What is being asked »
Can you quote the listing from the line with "white cloud in this photo." to the line with "(1147, 625)", both included, copying those lines exactly as they stand and nothing else?

★ ★ ★ ★ ★

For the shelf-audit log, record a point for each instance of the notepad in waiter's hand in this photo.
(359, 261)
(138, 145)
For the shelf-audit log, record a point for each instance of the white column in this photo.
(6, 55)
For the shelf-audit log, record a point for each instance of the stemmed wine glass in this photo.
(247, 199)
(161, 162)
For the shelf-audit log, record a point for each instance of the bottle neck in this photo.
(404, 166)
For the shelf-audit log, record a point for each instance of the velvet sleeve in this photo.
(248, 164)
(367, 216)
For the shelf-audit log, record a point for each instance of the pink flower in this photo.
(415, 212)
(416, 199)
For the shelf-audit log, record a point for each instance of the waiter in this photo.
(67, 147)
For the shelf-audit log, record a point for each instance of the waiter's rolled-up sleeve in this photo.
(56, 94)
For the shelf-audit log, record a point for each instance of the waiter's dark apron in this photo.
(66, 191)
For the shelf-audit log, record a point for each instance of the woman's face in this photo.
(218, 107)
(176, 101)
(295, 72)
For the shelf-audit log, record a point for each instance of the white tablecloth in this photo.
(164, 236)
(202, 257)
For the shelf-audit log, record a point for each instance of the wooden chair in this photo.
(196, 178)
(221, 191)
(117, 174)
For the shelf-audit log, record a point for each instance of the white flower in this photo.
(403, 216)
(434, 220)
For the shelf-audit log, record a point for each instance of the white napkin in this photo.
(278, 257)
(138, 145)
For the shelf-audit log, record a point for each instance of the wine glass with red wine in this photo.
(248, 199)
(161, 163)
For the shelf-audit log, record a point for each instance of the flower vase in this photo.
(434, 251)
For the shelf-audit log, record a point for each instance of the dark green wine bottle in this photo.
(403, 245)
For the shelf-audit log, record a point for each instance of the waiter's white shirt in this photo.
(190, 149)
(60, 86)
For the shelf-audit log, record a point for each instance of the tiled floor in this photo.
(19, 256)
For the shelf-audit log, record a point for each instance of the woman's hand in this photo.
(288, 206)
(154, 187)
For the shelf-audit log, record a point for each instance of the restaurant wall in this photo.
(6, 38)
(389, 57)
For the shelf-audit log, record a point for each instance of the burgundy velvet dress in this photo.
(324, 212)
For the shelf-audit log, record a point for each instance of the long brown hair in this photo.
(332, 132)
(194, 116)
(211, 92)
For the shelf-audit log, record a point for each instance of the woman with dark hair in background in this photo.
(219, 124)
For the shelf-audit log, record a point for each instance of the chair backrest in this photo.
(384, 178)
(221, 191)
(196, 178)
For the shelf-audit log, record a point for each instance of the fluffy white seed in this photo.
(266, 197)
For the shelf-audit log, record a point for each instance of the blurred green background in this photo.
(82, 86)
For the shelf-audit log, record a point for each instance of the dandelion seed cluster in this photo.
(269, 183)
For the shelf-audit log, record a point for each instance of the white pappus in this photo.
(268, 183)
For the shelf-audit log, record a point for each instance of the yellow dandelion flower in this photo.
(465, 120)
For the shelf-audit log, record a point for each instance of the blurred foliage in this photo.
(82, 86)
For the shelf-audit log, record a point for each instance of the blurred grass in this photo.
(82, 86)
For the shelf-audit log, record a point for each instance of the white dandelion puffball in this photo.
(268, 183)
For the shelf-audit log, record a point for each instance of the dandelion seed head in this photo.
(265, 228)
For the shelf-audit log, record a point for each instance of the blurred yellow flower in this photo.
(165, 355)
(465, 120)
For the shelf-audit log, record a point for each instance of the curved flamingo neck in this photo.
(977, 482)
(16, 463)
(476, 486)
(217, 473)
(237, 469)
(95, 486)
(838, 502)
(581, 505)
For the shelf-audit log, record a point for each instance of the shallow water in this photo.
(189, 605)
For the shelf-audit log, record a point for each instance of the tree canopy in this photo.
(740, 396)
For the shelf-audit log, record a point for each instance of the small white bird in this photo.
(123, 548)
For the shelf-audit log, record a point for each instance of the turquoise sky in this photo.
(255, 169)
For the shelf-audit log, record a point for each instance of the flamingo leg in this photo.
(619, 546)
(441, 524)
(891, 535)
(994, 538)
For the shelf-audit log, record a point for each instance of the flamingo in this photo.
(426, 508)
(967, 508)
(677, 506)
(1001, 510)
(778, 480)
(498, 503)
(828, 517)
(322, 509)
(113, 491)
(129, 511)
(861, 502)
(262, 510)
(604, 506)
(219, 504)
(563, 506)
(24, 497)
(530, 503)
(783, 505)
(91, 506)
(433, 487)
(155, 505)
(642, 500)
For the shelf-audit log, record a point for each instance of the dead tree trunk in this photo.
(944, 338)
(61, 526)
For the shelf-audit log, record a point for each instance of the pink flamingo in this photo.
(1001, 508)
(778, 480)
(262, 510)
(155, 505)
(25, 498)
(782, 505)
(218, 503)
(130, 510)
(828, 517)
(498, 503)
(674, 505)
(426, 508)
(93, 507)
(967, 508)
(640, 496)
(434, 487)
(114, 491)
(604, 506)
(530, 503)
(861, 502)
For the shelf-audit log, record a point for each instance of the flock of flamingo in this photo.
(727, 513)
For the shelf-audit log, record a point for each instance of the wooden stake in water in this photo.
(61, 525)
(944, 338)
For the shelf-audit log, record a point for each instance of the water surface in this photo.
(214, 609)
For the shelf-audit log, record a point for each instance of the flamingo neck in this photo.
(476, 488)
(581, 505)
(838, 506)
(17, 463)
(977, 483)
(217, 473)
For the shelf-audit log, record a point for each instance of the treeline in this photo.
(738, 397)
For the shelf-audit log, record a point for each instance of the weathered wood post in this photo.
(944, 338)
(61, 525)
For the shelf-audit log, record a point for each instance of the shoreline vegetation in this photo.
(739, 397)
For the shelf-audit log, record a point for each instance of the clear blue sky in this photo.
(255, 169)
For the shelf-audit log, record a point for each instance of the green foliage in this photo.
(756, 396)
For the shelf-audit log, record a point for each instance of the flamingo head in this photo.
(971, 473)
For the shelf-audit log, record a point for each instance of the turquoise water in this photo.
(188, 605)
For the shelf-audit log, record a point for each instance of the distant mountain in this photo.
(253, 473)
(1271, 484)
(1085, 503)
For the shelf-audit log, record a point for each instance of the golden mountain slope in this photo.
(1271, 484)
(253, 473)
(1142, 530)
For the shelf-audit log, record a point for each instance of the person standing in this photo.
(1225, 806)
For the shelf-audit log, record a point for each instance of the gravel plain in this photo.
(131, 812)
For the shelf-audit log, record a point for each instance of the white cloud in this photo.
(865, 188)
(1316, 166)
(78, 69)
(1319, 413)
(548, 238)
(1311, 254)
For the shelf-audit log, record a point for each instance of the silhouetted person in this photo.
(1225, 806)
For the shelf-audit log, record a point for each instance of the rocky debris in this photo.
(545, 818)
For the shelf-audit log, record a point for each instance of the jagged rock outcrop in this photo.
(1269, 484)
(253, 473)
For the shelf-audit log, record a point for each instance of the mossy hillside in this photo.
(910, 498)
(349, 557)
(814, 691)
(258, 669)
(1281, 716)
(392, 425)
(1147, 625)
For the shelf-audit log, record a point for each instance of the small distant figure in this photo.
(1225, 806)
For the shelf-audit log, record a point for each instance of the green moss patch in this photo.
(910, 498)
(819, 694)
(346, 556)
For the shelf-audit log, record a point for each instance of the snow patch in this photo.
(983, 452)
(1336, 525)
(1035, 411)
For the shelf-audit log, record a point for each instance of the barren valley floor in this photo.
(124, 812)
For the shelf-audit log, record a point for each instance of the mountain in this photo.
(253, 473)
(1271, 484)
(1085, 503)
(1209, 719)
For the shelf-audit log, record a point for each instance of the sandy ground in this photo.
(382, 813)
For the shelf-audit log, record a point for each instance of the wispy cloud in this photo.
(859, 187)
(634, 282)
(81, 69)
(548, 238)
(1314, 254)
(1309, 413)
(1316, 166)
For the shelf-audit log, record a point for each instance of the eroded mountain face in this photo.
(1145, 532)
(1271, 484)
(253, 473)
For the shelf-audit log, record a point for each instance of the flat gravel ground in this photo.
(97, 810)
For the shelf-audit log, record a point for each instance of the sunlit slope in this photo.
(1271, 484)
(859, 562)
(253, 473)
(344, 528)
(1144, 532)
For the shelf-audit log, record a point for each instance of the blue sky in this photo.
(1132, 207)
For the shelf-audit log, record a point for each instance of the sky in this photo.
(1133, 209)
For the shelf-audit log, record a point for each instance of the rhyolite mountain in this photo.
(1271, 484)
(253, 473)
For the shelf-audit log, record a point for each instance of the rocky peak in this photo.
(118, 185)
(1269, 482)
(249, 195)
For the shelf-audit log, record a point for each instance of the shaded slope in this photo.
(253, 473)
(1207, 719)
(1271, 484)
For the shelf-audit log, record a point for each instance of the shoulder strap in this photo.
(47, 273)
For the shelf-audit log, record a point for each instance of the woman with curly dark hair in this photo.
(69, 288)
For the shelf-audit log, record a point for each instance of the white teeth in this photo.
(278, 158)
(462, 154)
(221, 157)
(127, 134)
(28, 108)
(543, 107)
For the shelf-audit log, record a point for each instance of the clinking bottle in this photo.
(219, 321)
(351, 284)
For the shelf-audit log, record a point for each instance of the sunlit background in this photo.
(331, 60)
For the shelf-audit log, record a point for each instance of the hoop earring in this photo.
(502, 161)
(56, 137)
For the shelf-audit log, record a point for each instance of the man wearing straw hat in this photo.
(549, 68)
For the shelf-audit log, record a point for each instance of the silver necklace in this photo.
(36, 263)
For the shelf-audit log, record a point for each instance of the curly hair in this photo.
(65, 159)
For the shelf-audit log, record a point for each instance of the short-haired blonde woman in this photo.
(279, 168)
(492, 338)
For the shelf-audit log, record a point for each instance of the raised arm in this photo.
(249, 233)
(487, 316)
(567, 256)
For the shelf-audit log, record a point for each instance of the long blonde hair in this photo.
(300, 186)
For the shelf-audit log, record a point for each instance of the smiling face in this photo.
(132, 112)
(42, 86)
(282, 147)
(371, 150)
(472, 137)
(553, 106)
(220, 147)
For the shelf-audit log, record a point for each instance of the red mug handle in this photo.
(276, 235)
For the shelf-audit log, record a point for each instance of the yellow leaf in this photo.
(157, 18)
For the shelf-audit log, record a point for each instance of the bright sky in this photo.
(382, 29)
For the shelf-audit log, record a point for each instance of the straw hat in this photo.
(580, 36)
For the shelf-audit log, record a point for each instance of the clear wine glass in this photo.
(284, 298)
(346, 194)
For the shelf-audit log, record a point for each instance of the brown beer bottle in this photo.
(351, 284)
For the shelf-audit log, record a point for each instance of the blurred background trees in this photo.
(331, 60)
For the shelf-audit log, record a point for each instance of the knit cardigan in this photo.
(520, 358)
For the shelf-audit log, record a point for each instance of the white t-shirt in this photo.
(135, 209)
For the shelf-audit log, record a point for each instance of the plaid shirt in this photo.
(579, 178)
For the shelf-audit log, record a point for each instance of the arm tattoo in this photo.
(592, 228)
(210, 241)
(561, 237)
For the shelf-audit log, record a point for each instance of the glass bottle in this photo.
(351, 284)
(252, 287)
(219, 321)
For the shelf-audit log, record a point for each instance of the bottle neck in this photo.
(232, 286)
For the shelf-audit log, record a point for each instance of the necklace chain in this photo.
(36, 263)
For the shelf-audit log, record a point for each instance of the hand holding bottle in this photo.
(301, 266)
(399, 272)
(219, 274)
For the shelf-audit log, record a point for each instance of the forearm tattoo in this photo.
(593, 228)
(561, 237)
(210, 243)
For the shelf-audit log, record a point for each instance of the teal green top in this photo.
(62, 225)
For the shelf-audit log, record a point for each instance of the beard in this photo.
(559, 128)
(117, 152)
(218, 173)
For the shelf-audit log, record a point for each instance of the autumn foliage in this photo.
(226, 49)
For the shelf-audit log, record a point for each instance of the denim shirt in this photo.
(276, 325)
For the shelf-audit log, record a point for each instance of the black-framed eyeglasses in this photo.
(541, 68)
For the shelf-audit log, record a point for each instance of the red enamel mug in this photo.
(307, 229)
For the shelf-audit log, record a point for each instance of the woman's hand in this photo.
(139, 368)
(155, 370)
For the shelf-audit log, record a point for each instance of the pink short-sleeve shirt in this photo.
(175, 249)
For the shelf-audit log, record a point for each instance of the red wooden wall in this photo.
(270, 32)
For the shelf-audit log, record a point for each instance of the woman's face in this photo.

★ ★ ★ ★ ★

Solution to this task »
For the shelf-audit log, record a point for each instance of the white cloud in this photo.
(865, 188)
(1316, 166)
(78, 69)
(1319, 413)
(548, 238)
(1311, 254)
For the shelf-audit log, record a point for each instance of the silhouetted person in this photo.
(1225, 806)
For the shelf-audit log, record a point for each instance of the rocky debris in this photo.
(545, 818)
For the shelf-audit log, record a point for each instance of the jagged rock outcrop in this photo.
(1269, 484)
(253, 473)
For the shelf-audit log, record a point for each instance of the mossy hillside in this photo.
(910, 498)
(349, 557)
(814, 691)
(258, 669)
(1281, 716)
(392, 425)
(1147, 625)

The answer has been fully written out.